Точно так же на РТР в дни президентских выборов 2012 года (в разгар «белоленточной революции») приспосабливали к агитпропу булгаковскую «Белую гвардию» в постановке Сергея Снежкина (в творческом плане, на наш взгляд, много менее удачную, чем работа Хотиненко). Любопытно, что если бы эти постановки возможно было, т. с., «рокирнуть» («Белую гвардию» - в май 2014-го, а «Бесов» - в март 2012-го), то сюжеты хотя бы формально коррелировали бы с той политической реальностью, к которой их старались искусственно «привязать». Но сложилось именно так, как сложилось, и как тут не вспомнить о бесовщине и прочих мистических флуктуациях, издавна окружающих имена и творчество обоих авторов.

 

Всё это лишь подтверждает два очевидных положения. Во-первых, классику (и классиков) всегда будут стремиться использовать все стороны любого политического и идеологического противостояния. В любом обществе. Просто потому, что классики заведомо широко узнаваемы и авторитетны, а их творчество задаёт значимые в данном обществе образы и символы.

§ СПИСОК ЗАПИСЕЙ
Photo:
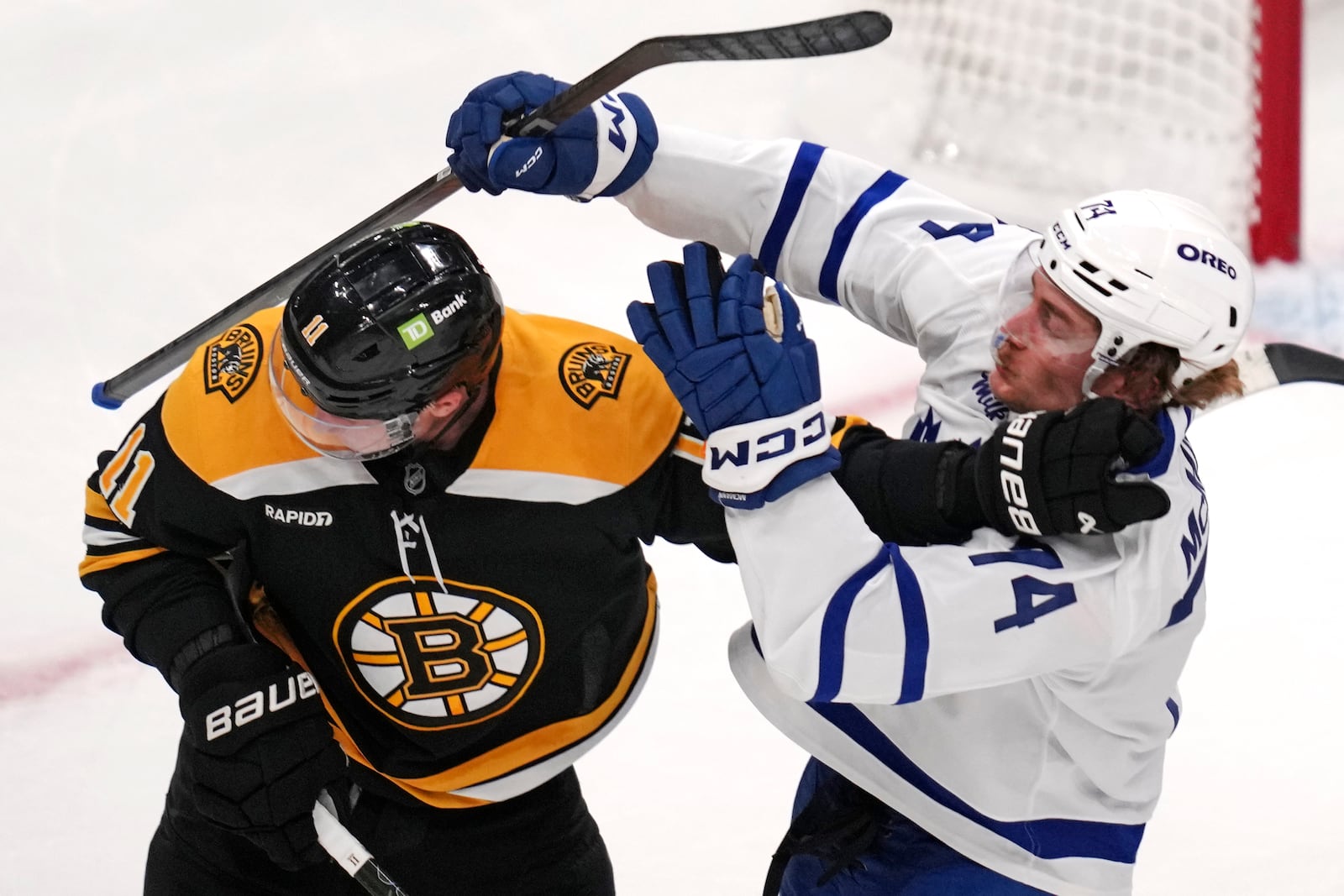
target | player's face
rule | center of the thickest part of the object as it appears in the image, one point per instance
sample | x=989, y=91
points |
x=1043, y=351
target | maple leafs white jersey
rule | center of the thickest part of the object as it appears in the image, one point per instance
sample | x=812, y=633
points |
x=1012, y=698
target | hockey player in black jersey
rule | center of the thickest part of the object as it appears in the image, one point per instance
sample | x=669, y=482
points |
x=386, y=540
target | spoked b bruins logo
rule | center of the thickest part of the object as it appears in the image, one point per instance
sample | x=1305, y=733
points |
x=233, y=360
x=593, y=369
x=432, y=658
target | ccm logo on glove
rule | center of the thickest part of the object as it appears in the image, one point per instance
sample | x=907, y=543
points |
x=1010, y=474
x=259, y=703
x=811, y=430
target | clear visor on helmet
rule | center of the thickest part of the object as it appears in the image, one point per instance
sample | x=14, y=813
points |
x=339, y=437
x=1039, y=317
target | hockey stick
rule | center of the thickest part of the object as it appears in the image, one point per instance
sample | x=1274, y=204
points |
x=1281, y=363
x=349, y=853
x=817, y=38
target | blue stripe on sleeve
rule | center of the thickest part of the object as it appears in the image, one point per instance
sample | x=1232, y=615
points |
x=884, y=187
x=1159, y=464
x=833, y=624
x=917, y=629
x=1042, y=837
x=837, y=620
x=804, y=167
x=1186, y=605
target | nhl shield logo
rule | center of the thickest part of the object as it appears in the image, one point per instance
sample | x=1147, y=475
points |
x=434, y=654
x=233, y=360
x=591, y=371
x=413, y=479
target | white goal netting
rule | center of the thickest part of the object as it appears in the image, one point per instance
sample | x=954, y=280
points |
x=1025, y=107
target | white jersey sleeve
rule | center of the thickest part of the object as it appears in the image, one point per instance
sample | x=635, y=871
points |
x=833, y=228
x=1012, y=698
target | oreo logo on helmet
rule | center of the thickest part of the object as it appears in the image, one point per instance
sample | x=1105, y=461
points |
x=1196, y=254
x=591, y=371
x=233, y=360
x=433, y=658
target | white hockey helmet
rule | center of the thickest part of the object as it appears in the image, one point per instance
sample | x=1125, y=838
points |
x=1152, y=268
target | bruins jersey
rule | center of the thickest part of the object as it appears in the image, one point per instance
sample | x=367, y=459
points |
x=476, y=620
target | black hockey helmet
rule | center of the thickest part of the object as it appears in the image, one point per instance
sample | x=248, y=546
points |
x=382, y=328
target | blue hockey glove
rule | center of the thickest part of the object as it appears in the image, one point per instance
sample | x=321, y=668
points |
x=598, y=152
x=734, y=352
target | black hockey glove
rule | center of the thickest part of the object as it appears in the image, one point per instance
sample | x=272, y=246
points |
x=260, y=748
x=1054, y=472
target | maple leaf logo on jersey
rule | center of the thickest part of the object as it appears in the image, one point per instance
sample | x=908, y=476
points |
x=591, y=371
x=434, y=656
x=233, y=360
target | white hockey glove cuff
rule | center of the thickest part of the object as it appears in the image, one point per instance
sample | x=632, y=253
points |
x=750, y=464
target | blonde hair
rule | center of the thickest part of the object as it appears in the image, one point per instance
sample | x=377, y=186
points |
x=1160, y=363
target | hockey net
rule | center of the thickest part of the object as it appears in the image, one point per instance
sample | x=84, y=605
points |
x=1025, y=107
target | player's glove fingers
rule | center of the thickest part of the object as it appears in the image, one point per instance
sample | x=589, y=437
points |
x=718, y=365
x=702, y=270
x=1135, y=501
x=743, y=285
x=667, y=284
x=1140, y=439
x=470, y=136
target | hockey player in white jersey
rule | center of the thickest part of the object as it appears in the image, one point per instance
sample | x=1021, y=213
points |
x=1007, y=700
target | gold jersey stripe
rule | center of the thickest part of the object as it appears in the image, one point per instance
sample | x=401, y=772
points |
x=378, y=658
x=844, y=425
x=507, y=641
x=96, y=506
x=97, y=564
x=423, y=605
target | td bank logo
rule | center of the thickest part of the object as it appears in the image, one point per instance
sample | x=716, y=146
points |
x=416, y=331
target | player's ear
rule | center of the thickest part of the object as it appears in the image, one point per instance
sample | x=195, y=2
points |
x=448, y=403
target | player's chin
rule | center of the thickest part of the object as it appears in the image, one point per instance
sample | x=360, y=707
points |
x=1005, y=387
x=1000, y=383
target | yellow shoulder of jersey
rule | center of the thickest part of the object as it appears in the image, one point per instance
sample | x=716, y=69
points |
x=578, y=401
x=219, y=417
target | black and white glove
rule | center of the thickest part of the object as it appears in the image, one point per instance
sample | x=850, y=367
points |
x=260, y=748
x=1054, y=472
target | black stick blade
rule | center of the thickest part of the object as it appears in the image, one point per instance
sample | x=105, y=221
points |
x=819, y=38
x=1300, y=364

§ КОРОТКОЕ ЗАДАНИЕ 1
Чья постановка «Белой гвардии» шла на РТР в дни президентских выборов 2012 года, согласно тексту об экранизациях классики?
§ КОРОТКОЕ ЗАДАНИЕ 2
Продолжите текст об экранизациях классики после его последнего предложения.
Приведённые записи с текстом никак не связаны.

§ РЕЗУЛЬТАТ ЗАДАНИЯ 1
Постановка Сергея Снежкина.

§ РЕЗУЛЬТАТ ЗАДАНИЯ 2
И, во-вторых, классика (если она ещё жива и не омертвела в хрестоматиях) - оставаясь актуальной в современных реалиях, живёт в них по своим законам. С ней ещё можно «играться», как в пародийных «Куклах» или «Куколках» - где, собственно используется лишь узнаваемость образов. Но сами по себе хрестоматийные тексты малопригодны для утилитарных нужд технологов. Если, конечно, не надругаться над ними совсем уж беспощадно - как в описанной современниками простодушной революционной постановке Шекспира, в которой Гамлета спасал вовремя восставший пролетариат средневековой Дании. (Или, если режиссёр-пропагандист не простодушный, а чрезвычайно «продвинутый» - вводя в пушкинского «Бориса Годунова» трапеции с голыми боярами, кои, обрушившись, погубили великого новатора театра Мейерхольда в известной булгаковской шутке.)

 

Ничего столь экстравагантного Хотиненко не устраивал. Тем не менее, его лента оказалась под огнём критики, гораздо более суровой, чем, например, та же «Белая Гвардия» Снежкина. Возможно, это стало косвенным признанием как раз успеха режиссёра «Бесов».

 

Нет, вы - не Достоевский

 

- Вы - не Достоевский, - сказала гражданка, сбиваемая с толку Коровьевым.

- Ну, почём знать, почём знать, - ответил тот.

М.А.Булгаков, «Мастер и Маргарита».

 

Конечно, любая творческая работа почти никогда не лишена недостатков. Этих недостатков может быть полно, работа вообще может оказаться полностью провальной. Она может считаться провальной и по неким объективным критериям, и в субъективной оценке рецензента. Или группы рецензентов. Или даже всего общества. Да что уж там! Романы Достоевского - и те далеко не всегда встречали восторженный приём прогрессивной общественности. А уж как невосторженно были встречены «Бесы»!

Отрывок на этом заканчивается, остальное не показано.